Jl. Lapangan Banteng Timur No.2-4, Jakarta Pusat
 1 50-991    ID | EN      Login Pegawai
 
KPKNL Mamuju > Artikel
Kadang orang hanya butuh diberi tahu
Ida Kade Sukesa
Jum'at, 27 Mei 2022   |   434 kali

Jumat pagi ini, Pegawai KPKNL Mamuju mendapat kisah inspiratif dari Mujaya Nyata, Pegawai KPKNL Mamuju yang dikenal religius dan penyabar. Dengan penuh antusias, pemuda yang akrab disapa Jaya itu mengisahkan sebuah kisah yang sebelumnya dikisahkan oleh ayahnya kepadanya.

“Ayah saya memiliki seorang kakak perempuan, yang saya panggil bude, dahulu kehidupannya sangat memprihatinkan. Suaminya hanya seorang nelayan kecil yang penghasilannya sangat tidak pasti. Terkadang suaminya membawa ikan ke rumah untuk dijual ke pasar untuk menghidupi keluarganya, namun lebih sering tidak,” demikian Jaya memulai kisahnya dengan sangat serius.

“Lantas?” tanya Yogi, salah satu pegawai KPKNL Mamuju dengan penuh rasa penasaran.

“Dengan kehidupan yang pas-pasan itu, biasanya bude saya datang ke rumah kakek untuk meminjam uang. Tentu karena kehidupan yang sangat pas-pasan, hampir tidak mungkin bude saya mengembalikan utangnya.

“Singkat cerita, kakek saya meninggal, sehingga bude mencoba beralih ke ayah saya untuk meminjam uang. Demi mengetahui riwayat kredit bude saya yang sangat buruk, ayah saya memutuskan untuk memakai cara lain. ‘Ini saya kasih uang, tapi mari ikut saya…,’ demikian beliau berkata kepada bude saya.

PEKERJAAN YANG DIMINTA
Tolong lanjutkan kisah di atas tentang bude Jaya yang meminjam uang, mulai setelah kalimat terakhir yang tertera.

DATA YANG DISEDIAKAN
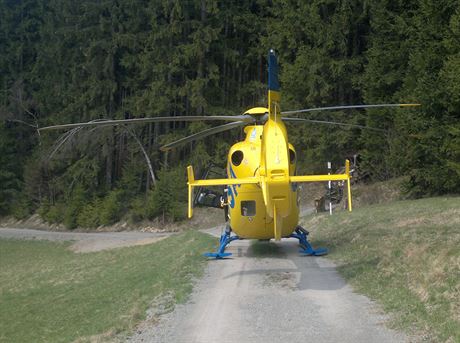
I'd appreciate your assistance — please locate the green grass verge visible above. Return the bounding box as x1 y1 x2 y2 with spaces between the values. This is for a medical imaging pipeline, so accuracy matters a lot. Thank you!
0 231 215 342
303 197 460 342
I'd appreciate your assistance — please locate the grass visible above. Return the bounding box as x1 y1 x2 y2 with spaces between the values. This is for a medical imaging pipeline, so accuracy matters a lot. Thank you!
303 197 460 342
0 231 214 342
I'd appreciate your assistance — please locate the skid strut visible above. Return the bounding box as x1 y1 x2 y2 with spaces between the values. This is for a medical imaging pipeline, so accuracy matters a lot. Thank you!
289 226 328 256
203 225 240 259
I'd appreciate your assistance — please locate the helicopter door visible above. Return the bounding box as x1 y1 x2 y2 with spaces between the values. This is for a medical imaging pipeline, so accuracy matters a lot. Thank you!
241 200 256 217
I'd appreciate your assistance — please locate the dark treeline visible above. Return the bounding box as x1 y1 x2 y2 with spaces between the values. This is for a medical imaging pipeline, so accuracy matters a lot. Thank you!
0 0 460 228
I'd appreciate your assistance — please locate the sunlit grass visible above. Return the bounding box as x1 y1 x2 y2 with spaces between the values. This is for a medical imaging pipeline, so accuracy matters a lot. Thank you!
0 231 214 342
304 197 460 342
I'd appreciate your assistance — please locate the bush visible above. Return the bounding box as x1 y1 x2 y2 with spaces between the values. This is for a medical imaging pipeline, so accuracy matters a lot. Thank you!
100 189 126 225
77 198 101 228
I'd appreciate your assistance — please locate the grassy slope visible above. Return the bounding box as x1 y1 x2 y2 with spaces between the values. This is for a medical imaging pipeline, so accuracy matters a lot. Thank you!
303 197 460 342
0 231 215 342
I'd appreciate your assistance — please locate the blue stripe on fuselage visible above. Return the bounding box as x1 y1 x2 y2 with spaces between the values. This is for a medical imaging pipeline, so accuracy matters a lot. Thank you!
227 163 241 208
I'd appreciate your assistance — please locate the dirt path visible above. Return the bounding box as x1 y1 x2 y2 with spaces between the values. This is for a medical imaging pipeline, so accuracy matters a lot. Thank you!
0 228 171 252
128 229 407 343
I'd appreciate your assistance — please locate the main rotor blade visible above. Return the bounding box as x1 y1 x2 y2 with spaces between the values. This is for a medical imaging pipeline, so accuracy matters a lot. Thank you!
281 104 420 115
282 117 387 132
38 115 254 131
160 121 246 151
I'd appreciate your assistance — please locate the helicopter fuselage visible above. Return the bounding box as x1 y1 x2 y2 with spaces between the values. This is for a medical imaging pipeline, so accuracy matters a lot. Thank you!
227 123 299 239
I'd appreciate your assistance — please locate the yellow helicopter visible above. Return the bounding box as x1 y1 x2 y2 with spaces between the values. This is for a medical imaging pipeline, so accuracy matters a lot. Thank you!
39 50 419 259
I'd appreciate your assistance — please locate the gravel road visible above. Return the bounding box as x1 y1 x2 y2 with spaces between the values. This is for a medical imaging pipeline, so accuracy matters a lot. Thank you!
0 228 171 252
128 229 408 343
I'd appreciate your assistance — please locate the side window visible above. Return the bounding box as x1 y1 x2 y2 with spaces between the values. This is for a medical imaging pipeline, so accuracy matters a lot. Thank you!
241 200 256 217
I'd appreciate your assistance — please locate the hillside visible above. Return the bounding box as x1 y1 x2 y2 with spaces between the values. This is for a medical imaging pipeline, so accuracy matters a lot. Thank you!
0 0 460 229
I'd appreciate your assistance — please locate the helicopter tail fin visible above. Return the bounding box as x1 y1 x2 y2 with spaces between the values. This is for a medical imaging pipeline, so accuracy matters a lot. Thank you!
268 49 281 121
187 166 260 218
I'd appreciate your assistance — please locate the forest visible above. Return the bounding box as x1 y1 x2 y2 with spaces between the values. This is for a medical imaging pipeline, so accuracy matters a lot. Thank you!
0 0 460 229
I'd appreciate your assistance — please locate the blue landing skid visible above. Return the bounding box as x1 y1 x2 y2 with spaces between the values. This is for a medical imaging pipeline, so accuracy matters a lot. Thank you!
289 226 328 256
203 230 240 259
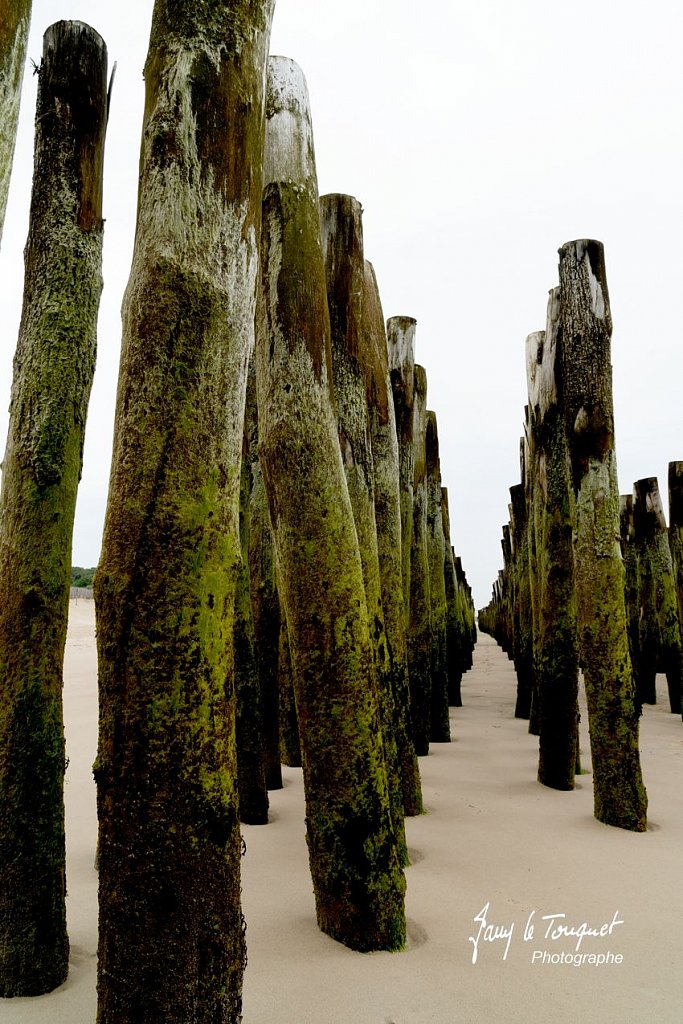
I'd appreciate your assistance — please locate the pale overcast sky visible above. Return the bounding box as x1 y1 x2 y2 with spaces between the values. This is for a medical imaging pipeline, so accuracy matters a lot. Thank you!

HASIL LATIHAN
“Kemudian mereka berdua pergi ke pasar. ‘Lihat itu!’ ayah saya berseru kepada bude sambil mengarahkan telunjuk pada kerumunan pedagang yang sedang menjajakan jualannya. ‘Mereka bekerja seharian untuk mencukupi kehidupannya, berusaha dengan kemampuan yang ada dan menjadi mandiri,’ demikian ayah saya dengan sungguh-sungguh berkata kepada kakaknya.

“Tidak lama setelah itu, ayah saya mengarahkan pandangan ke sebuah bangunan Mushola. Sebuah bangunan sederhana dengan pancuran air di depannya. Ada tanaman bunga kembang kertas rimbun menghiasinya. Sebuah kolam kecil penuh ikan emas dibangun di sebelahnya. Bangunan Mushola itu tepat berada di sisi jalan berhadapan langsung dengan pasar. ‘Lihat itu,’ kata ayah saya sembari mengarahkan telunjuknya ke Mushola. ‘Apa itu?’ tanya ayah saya kepada bude dengan serius. ‘Ya Mushola…, kenapa?’ tanya bude terheran-heran. ‘Ya Sholat sana, mintalah kepada Allah dengan seserius-seriusnya, seperti kamu meminta kepada bapak dulu, menangislah semenangis-menangisnya…,’ kata ayah saya. Kemudian bude saya melakukan apa yang diminta ayah saya.

“Setelah menuntaskan seluruh keluh kesahnya kepada Sang Khaliq, mereka pergi ke pantai. Di pinggir pantai mereka bertemu dengan nelayan yang sedang menenteng delapan ekor kepiting tangkapannya hari itu. ‘berapa semuanya?’ tanya ayah saya. ‘Dua ratus rupiah satu pak,’ jawab si penjual ikan dengan penuh harap.  ‘Saya beli semuanya tapi seratus seekor, bagaimana?’ sahut ayah saya. Karena dia tidak perlu ke pasar lagi untuk menjual tangkapannya akhirnya nelayan itu menyepakati harga yang ditawarkan. Lantas kepiting itu berpindah ke jinjingan bude saya.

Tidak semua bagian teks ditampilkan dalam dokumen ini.